■ Task item
Can you continue the passage on Steven Omohundro's warnings about artificial intelligence, picking up after its final sentence?

■ Given passage

In the movie Transcendence, which opens in theaters on Friday, a sentient computer program embarks on a relentless quest for power, nearly destroying humanity in the process.
The film is science fiction but a computer scientist and entrepreneur Steven Omohundro says that “anti-social” artificial intelligence in the future is not only possible, but probable, unless we start designing AI systems very differently today.
Omohundro’s most recent paper, published in the Journal of Experimental & Theoretical Artificial Intelligence, lays out the case.
We think of artificial intelligence programs as somewhat humanlike. In fact, computer systems perceive the world through a narrow lens, the job they were designed to perform.
Microsoft Excel understands the world in terms of numbers entered into cells and rows; autonomous drone pilot systems perceive reality as a bunch calculations and actions that must be performed for the machine to stay in the air and to keep on target. Computer programs think of every decision in terms of how the outcome will help them do more of whatever they are supposed to do. It’s a cost vs. benefit calculation that happens all the time. Economists call it a utility function, but Omohundro says it’s not that different from the sort of math problem going in the human brain whenever we think about how to get more of what we want at the least amount of cost and risk.
For the most part, we want machines to operate exactly this way. The problem, by Omohundro’s logic, is that we can’t appreciate the obsessive devotion of a computer program to the thing it’s programed to do.

Stored records:
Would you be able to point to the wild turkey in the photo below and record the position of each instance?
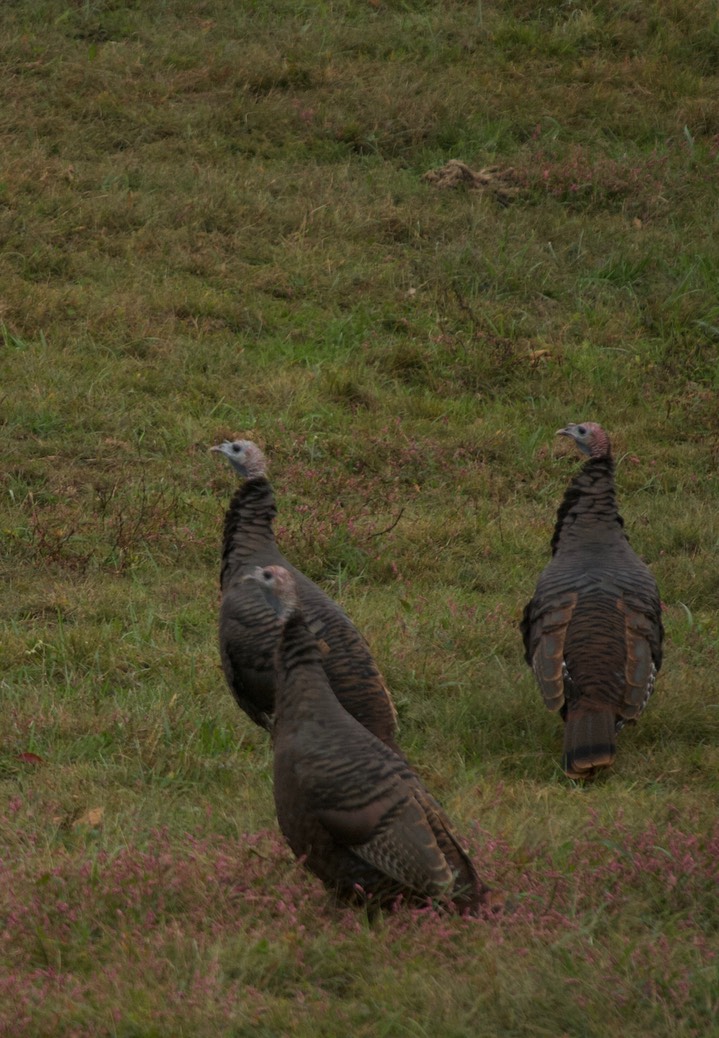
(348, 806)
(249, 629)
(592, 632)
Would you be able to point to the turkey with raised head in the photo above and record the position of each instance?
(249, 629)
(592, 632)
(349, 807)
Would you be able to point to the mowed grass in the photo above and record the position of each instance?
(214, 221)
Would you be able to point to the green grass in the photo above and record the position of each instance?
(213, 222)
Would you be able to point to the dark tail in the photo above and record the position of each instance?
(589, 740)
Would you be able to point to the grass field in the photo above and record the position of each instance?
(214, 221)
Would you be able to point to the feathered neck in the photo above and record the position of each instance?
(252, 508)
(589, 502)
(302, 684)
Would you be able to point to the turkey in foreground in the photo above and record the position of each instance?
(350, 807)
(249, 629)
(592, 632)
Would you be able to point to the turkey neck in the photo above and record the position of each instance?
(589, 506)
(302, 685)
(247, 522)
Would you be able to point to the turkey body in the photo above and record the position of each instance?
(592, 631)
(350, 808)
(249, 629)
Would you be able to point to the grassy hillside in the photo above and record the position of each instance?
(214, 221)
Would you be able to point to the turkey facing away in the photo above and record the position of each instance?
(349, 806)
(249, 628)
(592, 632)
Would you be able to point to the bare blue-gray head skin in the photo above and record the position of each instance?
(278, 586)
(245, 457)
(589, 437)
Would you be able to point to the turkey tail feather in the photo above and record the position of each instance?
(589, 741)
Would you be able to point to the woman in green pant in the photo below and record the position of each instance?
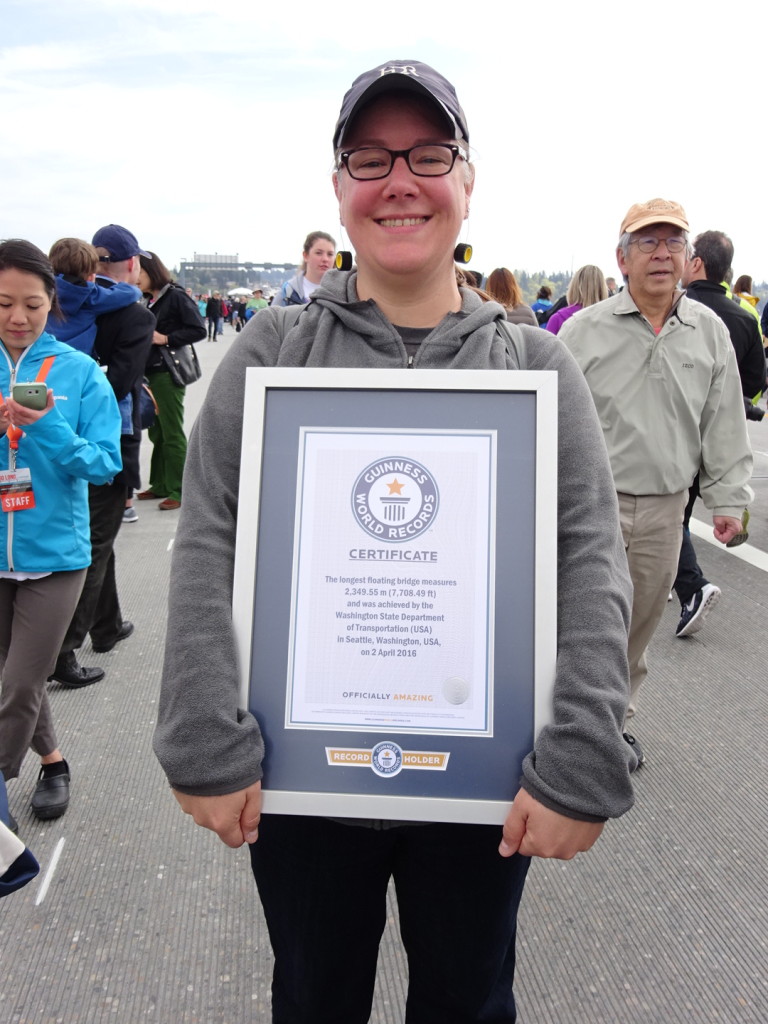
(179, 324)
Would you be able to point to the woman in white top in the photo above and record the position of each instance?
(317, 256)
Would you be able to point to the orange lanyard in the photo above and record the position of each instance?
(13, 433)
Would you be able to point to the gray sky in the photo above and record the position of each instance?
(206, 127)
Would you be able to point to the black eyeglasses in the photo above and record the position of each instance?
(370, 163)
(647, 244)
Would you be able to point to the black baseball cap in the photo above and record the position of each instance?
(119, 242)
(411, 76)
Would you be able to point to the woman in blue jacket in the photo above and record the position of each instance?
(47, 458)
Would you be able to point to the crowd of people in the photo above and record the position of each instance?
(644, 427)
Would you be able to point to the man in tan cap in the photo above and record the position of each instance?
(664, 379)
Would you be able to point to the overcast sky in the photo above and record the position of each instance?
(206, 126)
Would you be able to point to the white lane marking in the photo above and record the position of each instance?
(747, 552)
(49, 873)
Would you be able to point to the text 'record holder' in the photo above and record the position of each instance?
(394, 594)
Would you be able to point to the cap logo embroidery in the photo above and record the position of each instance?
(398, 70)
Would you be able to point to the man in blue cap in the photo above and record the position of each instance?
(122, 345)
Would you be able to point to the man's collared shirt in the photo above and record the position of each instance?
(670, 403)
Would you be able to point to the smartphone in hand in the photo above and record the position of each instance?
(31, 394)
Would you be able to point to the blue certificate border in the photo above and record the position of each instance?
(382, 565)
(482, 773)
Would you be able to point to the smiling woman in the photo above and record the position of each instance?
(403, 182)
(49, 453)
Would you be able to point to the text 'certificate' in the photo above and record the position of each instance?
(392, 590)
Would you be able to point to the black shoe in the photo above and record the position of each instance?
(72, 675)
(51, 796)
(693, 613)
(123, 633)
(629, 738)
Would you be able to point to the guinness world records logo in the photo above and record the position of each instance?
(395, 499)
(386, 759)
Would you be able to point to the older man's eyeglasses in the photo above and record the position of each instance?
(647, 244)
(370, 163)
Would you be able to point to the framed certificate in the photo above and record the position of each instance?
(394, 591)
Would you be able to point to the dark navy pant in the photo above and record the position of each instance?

■ Answer section
Put simply, robots are utility function junkies.
Even the smallest input that indicates that they’re performing their primary function better, faster, and at greater scale is enough to prompt them to keep doing more of that regardless of virtually every other consideration. That’s fine when you are talking about a simple program like Excel but becomes a problem when AI entities capable of rudimentary logic take over weapons, utilities or other dangerous or valuable assets.
In such situations, better performance will bring more resources and power to fulfill that primary function more fully, faster, and at greater scale. More importantly, these systems don’t worry about costs in terms of relationships, discomfort to others, etc., unless those costs present clear barriers to more primary function. This sort of computer behavior is anti-social, not fully logical, but not entirely illogical either.
Omohundro calls this approximate rationality and argues that it’s a faulty notion of design at the core of much contemporary AI development.
“We show that these systems are likely to behave in anti-social and harmful ways unless they are very carefully designed. Designers will be motivated to create systems that act approximately rationally and rational systems exhibit universal drives towards self-protection, resource acquisition, replication and efﬁciency. The current computing infrastructure would be vulnerable to unconstrained systems with these drives,” he writes.
The math that explains why that is, Omohundro calls the formula for optimal rational decision making. It speaks to the way that any rational being will make decisions in order to maximize rewards and lowest possible cost. It looks like this:
In the above model, A is an action and S is a stimulus that results from that action. In the case of utility function, action and stimulus form a sort of feedback loop. Actions that produce stimuli consistent with fulfilling the program’s primary goal will result in more of that sort of behavior. That will include gaining more resources to do it.
For a sufficiently complex or empowered system, that decision-making would include not allowing itself to be turned off, take, for example, a robot with the primary goal of playing chess.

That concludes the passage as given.